- [Job]:
Print the full listing exactly.

- [Data for processing]:
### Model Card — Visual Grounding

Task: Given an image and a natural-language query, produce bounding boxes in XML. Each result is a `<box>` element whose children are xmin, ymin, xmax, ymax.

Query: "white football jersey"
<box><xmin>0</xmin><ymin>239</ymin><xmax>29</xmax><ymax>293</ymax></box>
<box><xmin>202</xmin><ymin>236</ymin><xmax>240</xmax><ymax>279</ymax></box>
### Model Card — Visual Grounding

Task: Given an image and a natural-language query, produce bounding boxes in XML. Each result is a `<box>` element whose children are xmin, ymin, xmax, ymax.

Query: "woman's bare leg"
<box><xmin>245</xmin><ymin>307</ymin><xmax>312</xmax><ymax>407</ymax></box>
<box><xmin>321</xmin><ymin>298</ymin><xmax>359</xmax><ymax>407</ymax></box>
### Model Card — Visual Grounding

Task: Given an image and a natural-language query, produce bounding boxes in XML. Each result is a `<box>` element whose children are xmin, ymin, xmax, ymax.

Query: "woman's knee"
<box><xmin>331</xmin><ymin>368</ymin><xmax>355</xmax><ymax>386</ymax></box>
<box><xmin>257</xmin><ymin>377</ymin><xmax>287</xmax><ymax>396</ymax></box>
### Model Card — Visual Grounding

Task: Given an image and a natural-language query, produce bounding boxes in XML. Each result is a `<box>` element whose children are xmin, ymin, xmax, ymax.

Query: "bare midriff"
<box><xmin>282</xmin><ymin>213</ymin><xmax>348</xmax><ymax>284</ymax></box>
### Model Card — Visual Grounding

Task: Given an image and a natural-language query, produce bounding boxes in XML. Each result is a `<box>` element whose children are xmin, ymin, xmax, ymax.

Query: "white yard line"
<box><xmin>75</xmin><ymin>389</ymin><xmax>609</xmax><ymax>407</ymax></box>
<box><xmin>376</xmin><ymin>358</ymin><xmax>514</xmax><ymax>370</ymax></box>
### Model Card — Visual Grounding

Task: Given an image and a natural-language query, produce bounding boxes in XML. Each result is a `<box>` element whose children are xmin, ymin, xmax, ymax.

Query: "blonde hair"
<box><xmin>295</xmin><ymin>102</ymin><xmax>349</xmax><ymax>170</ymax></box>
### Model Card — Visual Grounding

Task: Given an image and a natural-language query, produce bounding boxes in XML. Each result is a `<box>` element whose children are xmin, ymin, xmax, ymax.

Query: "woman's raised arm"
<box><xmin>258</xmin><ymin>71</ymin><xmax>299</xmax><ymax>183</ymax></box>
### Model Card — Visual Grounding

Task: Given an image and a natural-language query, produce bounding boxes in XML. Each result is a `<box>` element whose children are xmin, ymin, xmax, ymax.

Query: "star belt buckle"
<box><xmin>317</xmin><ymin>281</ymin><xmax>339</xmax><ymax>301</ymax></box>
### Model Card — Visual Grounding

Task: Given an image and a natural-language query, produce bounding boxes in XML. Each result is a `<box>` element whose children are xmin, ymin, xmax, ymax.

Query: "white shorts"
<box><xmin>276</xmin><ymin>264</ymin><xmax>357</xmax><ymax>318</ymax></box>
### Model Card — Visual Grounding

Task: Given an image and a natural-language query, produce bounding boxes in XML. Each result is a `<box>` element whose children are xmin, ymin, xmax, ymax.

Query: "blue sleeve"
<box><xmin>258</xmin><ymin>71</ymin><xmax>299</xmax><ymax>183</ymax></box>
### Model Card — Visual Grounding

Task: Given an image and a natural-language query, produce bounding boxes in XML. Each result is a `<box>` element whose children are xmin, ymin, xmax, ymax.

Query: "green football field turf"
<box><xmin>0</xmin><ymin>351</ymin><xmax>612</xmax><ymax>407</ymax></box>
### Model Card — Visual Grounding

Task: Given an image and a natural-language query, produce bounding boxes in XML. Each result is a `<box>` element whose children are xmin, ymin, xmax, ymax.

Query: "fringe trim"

- [Answer below]:
### Model Card — Visual Grounding

Task: Given an image and a natural-language query, produce bounding boxes in XML. Each result is a `<box>` element whose children are xmin, ymin, xmax, ymax.

Query: "white football jersey"
<box><xmin>0</xmin><ymin>239</ymin><xmax>29</xmax><ymax>293</ymax></box>
<box><xmin>202</xmin><ymin>236</ymin><xmax>240</xmax><ymax>279</ymax></box>
### Model Card — Visual Grounding

Task: Given an image and a natural-language query, produce bounding boxes in XML. Each result is a `<box>` element whose children are xmin, ymin, xmax, ymax.

Query: "woman's bare leg"
<box><xmin>245</xmin><ymin>307</ymin><xmax>312</xmax><ymax>407</ymax></box>
<box><xmin>321</xmin><ymin>298</ymin><xmax>359</xmax><ymax>407</ymax></box>
### Model Card — Visual Grounding

Task: Given an image and a natural-language query, produce bounding boxes in XML. Each result is a `<box>` element whose children are xmin, ymin, xmax, ymax.

Query: "woman's knee"
<box><xmin>331</xmin><ymin>368</ymin><xmax>355</xmax><ymax>386</ymax></box>
<box><xmin>257</xmin><ymin>377</ymin><xmax>287</xmax><ymax>396</ymax></box>
### Model Card — Visual Grounding

Task: Given an image and a natural-language query, produce bounding boxes in XML. Each result is a `<box>` element whose children are xmin, ymin, xmax, ymax.

Query: "bare midriff"
<box><xmin>282</xmin><ymin>213</ymin><xmax>348</xmax><ymax>284</ymax></box>
### Model Card — Visual Grounding

Task: Given an image and a natural-language query, produce bounding boxes in XML. Each result is a `<box>` element whose children are xmin, ymin, xmax, ymax.

Query: "white yard line"
<box><xmin>75</xmin><ymin>389</ymin><xmax>609</xmax><ymax>407</ymax></box>
<box><xmin>376</xmin><ymin>358</ymin><xmax>514</xmax><ymax>370</ymax></box>
### Model Card — Visual Grounding

Task: Given an image and a natural-language query, produce bounding boxes in XML. Each result is a `<box>` element whose children are xmin, ymin, xmax, ymax.

Query: "blonde hair"
<box><xmin>295</xmin><ymin>102</ymin><xmax>349</xmax><ymax>170</ymax></box>
### Model Card — Visual Grounding

Task: Given an image and a natural-language query, produce bounding boxes in XML. Each result is a `<box>` element whose children are xmin, ymin, xmax, ymax.

Query: "woman's raised arm"
<box><xmin>258</xmin><ymin>71</ymin><xmax>299</xmax><ymax>183</ymax></box>
### Model Card — Visual Grounding

Task: Given an image and a natural-language query, produce bounding boxes in XML. Each result is a `<box>` element whose children are xmin, ymin, xmax, ymax.

Query: "star belt buckle"
<box><xmin>317</xmin><ymin>281</ymin><xmax>339</xmax><ymax>301</ymax></box>
### Model Card — Visual Grounding

Task: Given an image and a natural-language query, produce bounding boxes in XML. Each result is a `<box>` element whose children are xmin, ymin, xmax, ymax.

Query: "white shorts"
<box><xmin>276</xmin><ymin>264</ymin><xmax>357</xmax><ymax>318</ymax></box>
### Model Card — Visual Grounding

Task: Given an image and a natural-language query, produce bounding boxes in XML. Each result is a `<box>` element whose children are xmin, ymin, xmax, ymax.

Query: "blue sleeve"
<box><xmin>258</xmin><ymin>71</ymin><xmax>299</xmax><ymax>183</ymax></box>
### Model Card — Visual Grounding

Task: Given an image and a natural-language query, produce bounding boxes in XML. Each result is a `<box>` element whose children are xmin, ymin, xmax, ymax.

Query: "green football field turf"
<box><xmin>0</xmin><ymin>351</ymin><xmax>612</xmax><ymax>407</ymax></box>
### Model Card — Visual Grounding

Task: Given an image and a natural-language query, produce bounding boxes in XML. Each result is a `<box>` element whose children are xmin, ymin, xmax, ymax.

Query: "fringe trim"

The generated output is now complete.